-------- DATASET RECORDS --------

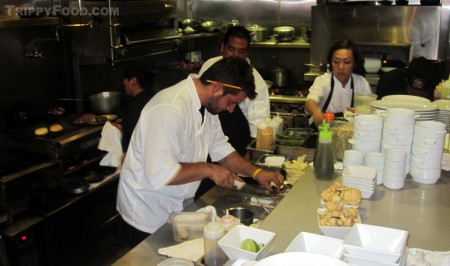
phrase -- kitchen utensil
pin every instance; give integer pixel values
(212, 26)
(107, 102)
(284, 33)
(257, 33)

--------
-------- DATASET RECORDS --------

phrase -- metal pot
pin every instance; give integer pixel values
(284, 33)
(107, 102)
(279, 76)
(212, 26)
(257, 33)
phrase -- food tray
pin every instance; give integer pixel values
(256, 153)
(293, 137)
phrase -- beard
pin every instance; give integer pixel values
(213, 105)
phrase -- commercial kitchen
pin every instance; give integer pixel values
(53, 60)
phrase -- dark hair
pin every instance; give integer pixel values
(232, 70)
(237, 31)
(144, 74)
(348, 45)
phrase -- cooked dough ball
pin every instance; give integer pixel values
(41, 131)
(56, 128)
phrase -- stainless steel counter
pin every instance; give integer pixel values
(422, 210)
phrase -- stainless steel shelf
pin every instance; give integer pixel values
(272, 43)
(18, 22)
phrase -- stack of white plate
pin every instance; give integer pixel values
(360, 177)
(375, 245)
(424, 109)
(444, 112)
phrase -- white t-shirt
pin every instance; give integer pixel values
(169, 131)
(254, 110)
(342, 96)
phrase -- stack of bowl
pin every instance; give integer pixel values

--------

EXERCISE PROMPT: What is the count of lines in the data above containing the string "phrase"? Write the number and nothing else.

THE ANSWER: 12